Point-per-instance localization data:
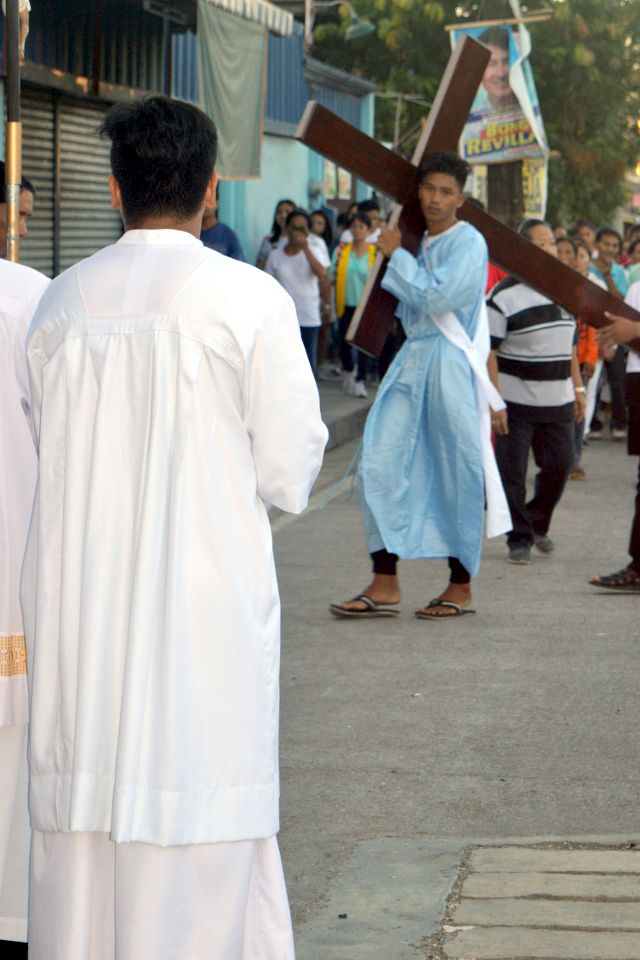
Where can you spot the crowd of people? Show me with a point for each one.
(555, 384)
(157, 398)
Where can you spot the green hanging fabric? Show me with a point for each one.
(231, 76)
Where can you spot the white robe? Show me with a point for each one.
(20, 290)
(172, 399)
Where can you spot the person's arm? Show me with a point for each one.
(605, 269)
(588, 339)
(578, 386)
(620, 330)
(317, 267)
(452, 286)
(236, 248)
(499, 418)
(282, 410)
(263, 253)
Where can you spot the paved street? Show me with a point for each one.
(405, 745)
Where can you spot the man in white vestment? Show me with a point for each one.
(172, 403)
(20, 291)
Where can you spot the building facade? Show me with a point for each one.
(85, 55)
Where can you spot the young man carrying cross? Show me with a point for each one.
(427, 461)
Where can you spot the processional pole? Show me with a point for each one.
(13, 165)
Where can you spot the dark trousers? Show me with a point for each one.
(616, 377)
(633, 440)
(346, 349)
(386, 563)
(552, 445)
(634, 542)
(310, 340)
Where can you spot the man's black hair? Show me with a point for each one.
(569, 240)
(365, 206)
(527, 227)
(362, 217)
(274, 236)
(495, 37)
(298, 212)
(26, 184)
(580, 245)
(163, 153)
(609, 232)
(447, 163)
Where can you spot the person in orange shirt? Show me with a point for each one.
(588, 351)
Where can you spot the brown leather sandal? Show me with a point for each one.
(626, 580)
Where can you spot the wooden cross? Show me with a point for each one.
(353, 150)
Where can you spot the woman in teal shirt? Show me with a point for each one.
(350, 266)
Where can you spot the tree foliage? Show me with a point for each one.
(586, 62)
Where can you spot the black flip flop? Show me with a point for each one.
(626, 580)
(459, 611)
(373, 609)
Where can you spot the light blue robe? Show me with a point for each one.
(421, 471)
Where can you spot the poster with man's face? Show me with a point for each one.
(498, 128)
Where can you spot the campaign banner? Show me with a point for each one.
(505, 122)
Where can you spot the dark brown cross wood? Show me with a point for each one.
(391, 174)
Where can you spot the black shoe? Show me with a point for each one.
(544, 544)
(520, 554)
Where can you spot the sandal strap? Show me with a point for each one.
(444, 603)
(623, 578)
(365, 599)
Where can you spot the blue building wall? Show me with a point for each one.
(133, 44)
(288, 169)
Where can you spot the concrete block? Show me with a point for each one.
(588, 886)
(548, 913)
(528, 859)
(499, 943)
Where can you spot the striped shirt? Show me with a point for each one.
(533, 339)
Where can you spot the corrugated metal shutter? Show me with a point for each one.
(38, 164)
(87, 220)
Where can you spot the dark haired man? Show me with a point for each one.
(21, 290)
(303, 271)
(624, 331)
(218, 236)
(614, 276)
(585, 231)
(534, 364)
(172, 402)
(25, 211)
(427, 459)
(371, 209)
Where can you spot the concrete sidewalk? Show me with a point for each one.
(406, 747)
(343, 415)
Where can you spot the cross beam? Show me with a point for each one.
(384, 170)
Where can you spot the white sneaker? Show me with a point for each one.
(359, 390)
(349, 383)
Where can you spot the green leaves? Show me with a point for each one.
(586, 63)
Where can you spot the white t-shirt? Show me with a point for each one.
(347, 237)
(633, 299)
(299, 280)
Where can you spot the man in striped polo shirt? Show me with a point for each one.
(534, 365)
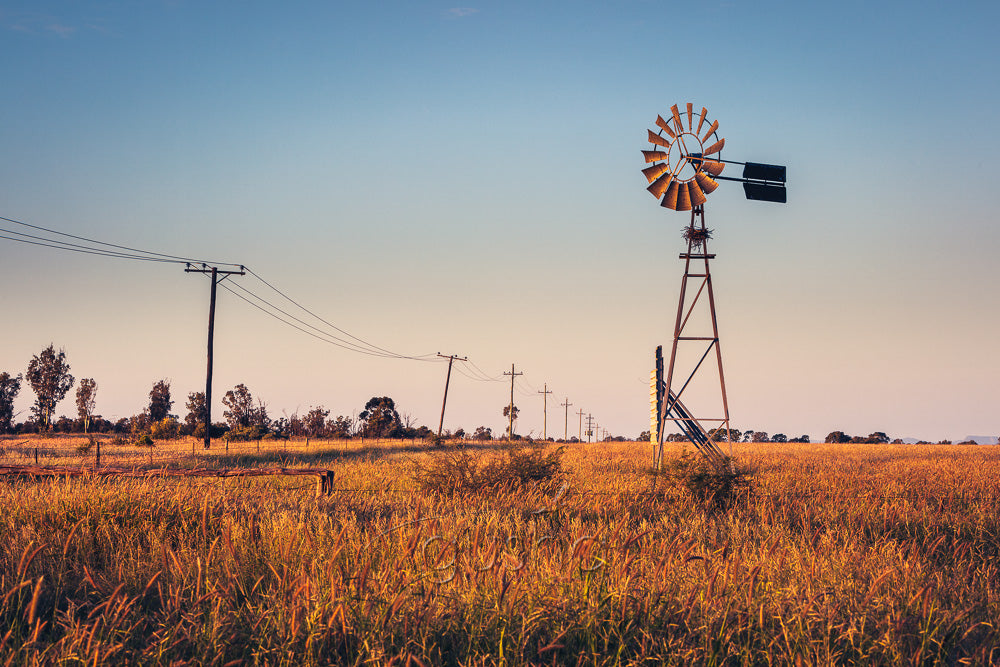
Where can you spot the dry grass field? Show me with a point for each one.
(837, 554)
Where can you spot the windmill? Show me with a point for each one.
(685, 165)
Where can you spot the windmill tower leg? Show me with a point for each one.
(696, 268)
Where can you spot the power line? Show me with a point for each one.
(163, 256)
(330, 324)
(81, 249)
(117, 251)
(322, 338)
(347, 345)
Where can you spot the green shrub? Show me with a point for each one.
(464, 472)
(165, 429)
(716, 487)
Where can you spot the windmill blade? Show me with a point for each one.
(654, 156)
(654, 172)
(660, 185)
(711, 130)
(665, 126)
(677, 118)
(713, 167)
(683, 199)
(716, 147)
(701, 120)
(670, 200)
(706, 182)
(658, 140)
(695, 194)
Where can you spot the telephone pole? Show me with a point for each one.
(545, 410)
(451, 358)
(566, 405)
(510, 412)
(215, 273)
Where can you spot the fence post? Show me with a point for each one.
(324, 484)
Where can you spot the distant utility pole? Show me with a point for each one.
(451, 358)
(510, 413)
(215, 273)
(545, 411)
(566, 405)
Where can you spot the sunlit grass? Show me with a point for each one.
(857, 554)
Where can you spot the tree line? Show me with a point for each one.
(246, 417)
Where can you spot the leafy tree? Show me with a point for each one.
(86, 401)
(48, 375)
(196, 412)
(165, 429)
(239, 400)
(341, 427)
(315, 421)
(160, 401)
(9, 386)
(259, 416)
(379, 416)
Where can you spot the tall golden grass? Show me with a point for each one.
(846, 554)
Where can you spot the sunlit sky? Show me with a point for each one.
(465, 179)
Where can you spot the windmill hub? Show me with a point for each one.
(685, 152)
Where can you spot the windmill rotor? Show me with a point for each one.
(685, 163)
(682, 171)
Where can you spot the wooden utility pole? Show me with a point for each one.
(451, 358)
(215, 273)
(566, 405)
(545, 410)
(510, 412)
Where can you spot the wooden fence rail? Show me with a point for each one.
(324, 476)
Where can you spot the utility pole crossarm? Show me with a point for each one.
(451, 359)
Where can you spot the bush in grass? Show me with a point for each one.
(166, 429)
(715, 487)
(464, 472)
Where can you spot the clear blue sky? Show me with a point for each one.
(465, 179)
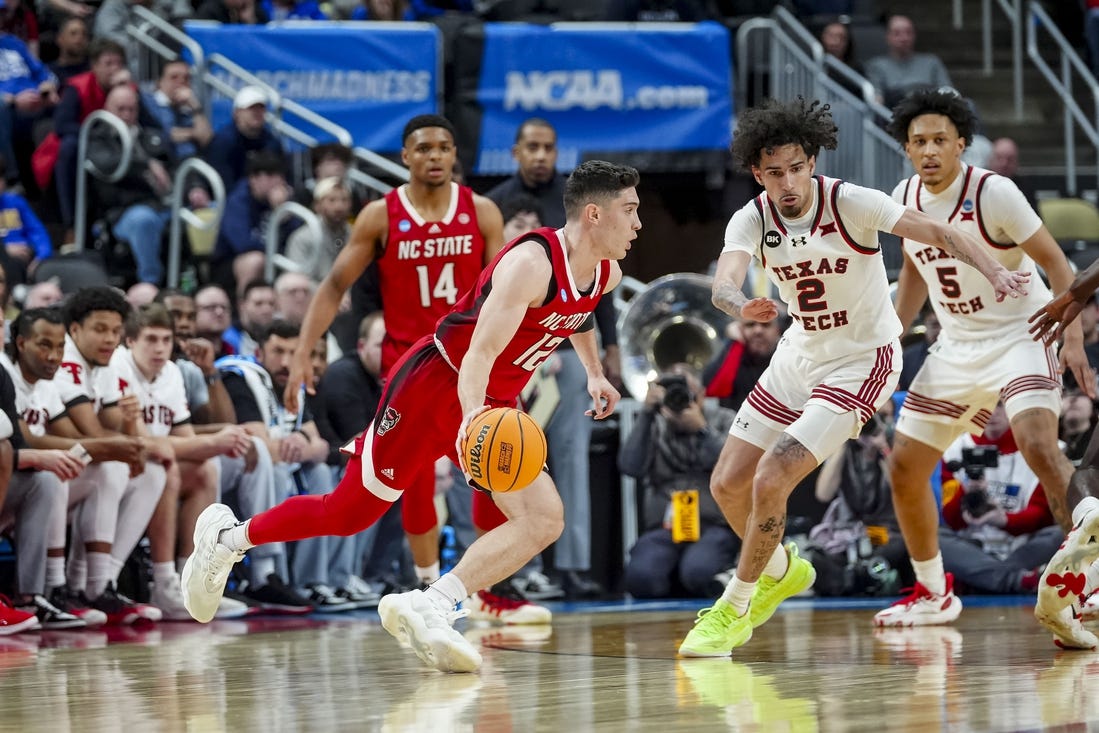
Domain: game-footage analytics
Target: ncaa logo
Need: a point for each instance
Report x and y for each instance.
(388, 421)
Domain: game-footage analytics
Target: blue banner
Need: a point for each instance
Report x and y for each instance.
(606, 88)
(368, 78)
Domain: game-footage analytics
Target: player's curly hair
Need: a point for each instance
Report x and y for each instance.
(81, 303)
(774, 123)
(943, 101)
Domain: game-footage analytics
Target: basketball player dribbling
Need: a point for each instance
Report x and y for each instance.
(984, 353)
(818, 240)
(540, 290)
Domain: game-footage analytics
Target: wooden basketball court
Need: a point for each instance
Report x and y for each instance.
(600, 667)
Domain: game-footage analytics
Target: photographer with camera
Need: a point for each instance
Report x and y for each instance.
(672, 451)
(1000, 529)
(857, 548)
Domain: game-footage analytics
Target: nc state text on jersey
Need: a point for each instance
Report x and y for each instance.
(443, 246)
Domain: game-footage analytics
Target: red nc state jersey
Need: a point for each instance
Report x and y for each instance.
(425, 267)
(542, 329)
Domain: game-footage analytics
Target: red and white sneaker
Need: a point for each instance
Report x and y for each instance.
(1063, 587)
(501, 606)
(922, 608)
(13, 621)
(77, 603)
(123, 611)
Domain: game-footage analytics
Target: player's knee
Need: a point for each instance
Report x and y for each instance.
(1040, 451)
(724, 487)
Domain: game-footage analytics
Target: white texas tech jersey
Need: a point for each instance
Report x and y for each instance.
(992, 209)
(39, 403)
(77, 380)
(826, 265)
(163, 400)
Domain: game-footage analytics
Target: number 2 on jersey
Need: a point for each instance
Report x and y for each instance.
(443, 289)
(811, 296)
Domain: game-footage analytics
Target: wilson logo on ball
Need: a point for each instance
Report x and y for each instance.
(504, 450)
(503, 461)
(477, 453)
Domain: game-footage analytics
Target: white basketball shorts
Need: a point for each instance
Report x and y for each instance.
(821, 404)
(961, 381)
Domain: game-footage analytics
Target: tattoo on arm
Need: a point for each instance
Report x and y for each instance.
(952, 246)
(728, 298)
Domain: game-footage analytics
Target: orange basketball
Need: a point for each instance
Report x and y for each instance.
(504, 450)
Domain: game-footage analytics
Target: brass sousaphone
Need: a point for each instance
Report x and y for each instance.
(668, 321)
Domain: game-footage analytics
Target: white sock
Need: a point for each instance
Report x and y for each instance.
(165, 573)
(739, 595)
(263, 567)
(117, 566)
(447, 591)
(55, 573)
(930, 574)
(236, 537)
(100, 573)
(1087, 503)
(429, 574)
(77, 574)
(778, 564)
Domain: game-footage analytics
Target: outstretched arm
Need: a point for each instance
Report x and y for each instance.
(917, 225)
(1045, 251)
(1052, 320)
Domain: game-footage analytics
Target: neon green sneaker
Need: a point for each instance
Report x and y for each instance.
(717, 632)
(769, 592)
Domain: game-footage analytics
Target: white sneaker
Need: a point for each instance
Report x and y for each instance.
(418, 623)
(922, 608)
(168, 597)
(230, 608)
(1064, 582)
(207, 569)
(485, 606)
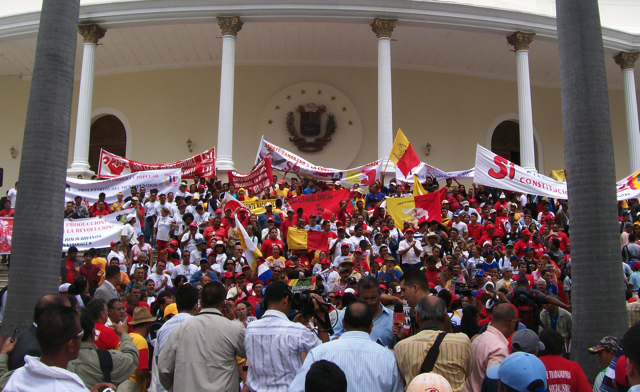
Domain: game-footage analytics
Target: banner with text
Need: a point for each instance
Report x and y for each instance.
(164, 181)
(112, 165)
(424, 170)
(495, 171)
(289, 162)
(259, 178)
(97, 233)
(315, 203)
(6, 232)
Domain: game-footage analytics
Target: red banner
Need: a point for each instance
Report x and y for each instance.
(259, 178)
(318, 202)
(112, 165)
(318, 240)
(6, 232)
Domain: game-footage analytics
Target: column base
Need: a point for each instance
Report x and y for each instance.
(224, 165)
(80, 170)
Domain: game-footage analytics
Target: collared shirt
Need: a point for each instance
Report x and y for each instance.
(367, 366)
(382, 331)
(273, 345)
(488, 349)
(454, 363)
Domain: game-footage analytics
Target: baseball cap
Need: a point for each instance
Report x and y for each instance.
(171, 309)
(526, 341)
(607, 343)
(518, 371)
(429, 382)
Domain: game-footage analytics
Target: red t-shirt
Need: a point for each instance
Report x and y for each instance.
(564, 375)
(106, 338)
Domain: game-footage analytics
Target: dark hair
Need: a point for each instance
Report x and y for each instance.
(48, 302)
(186, 297)
(368, 283)
(96, 306)
(631, 344)
(553, 342)
(213, 295)
(358, 316)
(416, 277)
(56, 327)
(276, 292)
(87, 323)
(325, 376)
(111, 271)
(469, 324)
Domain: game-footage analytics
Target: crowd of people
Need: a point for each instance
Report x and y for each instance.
(478, 300)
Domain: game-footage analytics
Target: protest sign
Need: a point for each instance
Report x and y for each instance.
(89, 233)
(413, 209)
(424, 170)
(164, 181)
(289, 162)
(6, 232)
(259, 178)
(315, 203)
(495, 171)
(112, 165)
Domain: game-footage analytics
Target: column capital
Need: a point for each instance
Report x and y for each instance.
(383, 27)
(230, 25)
(91, 33)
(626, 60)
(520, 40)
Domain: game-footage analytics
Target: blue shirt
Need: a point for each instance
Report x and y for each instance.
(382, 331)
(368, 366)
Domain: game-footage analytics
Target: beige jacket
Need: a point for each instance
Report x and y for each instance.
(200, 354)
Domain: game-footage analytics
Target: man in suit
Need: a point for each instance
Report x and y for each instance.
(107, 290)
(27, 342)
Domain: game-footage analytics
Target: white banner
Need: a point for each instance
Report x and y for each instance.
(286, 161)
(90, 233)
(423, 169)
(495, 171)
(164, 181)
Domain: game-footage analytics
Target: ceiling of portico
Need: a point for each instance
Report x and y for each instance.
(340, 43)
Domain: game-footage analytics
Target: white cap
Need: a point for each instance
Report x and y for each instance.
(429, 382)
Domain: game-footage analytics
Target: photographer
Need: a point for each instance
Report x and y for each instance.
(274, 344)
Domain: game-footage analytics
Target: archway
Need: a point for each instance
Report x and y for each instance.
(505, 141)
(107, 133)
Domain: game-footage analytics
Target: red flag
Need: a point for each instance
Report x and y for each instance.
(432, 202)
(318, 240)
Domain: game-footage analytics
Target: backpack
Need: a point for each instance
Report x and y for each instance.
(525, 302)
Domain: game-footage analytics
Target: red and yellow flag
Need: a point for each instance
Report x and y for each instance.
(403, 155)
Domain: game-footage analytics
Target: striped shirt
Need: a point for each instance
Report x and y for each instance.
(274, 345)
(368, 366)
(454, 362)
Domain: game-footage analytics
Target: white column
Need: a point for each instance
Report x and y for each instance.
(521, 42)
(230, 27)
(627, 62)
(80, 166)
(383, 29)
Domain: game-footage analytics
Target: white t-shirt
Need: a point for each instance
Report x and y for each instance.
(11, 195)
(186, 270)
(410, 257)
(157, 280)
(163, 224)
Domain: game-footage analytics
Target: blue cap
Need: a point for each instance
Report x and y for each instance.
(518, 371)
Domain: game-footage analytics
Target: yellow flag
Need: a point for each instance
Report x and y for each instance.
(297, 238)
(418, 189)
(399, 147)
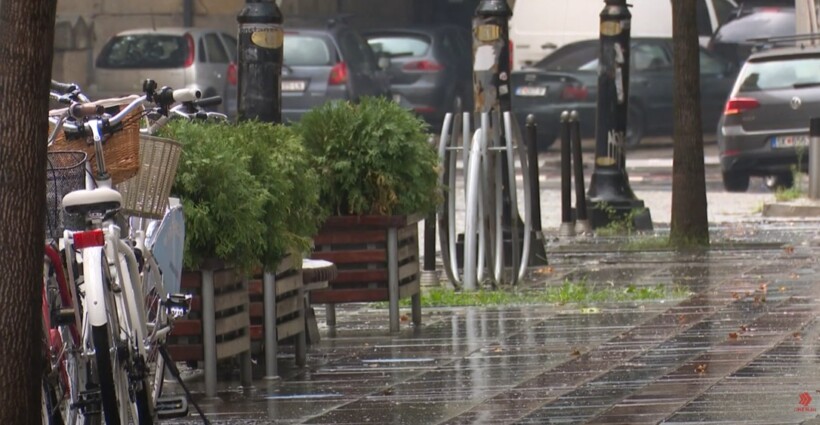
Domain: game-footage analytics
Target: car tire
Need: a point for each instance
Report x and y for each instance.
(780, 181)
(635, 127)
(734, 181)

* Work to complete *
Pull out each line of the entries that contains "text".

* Result for this exercise *
Target: nc state text on jersey
Target: banner with text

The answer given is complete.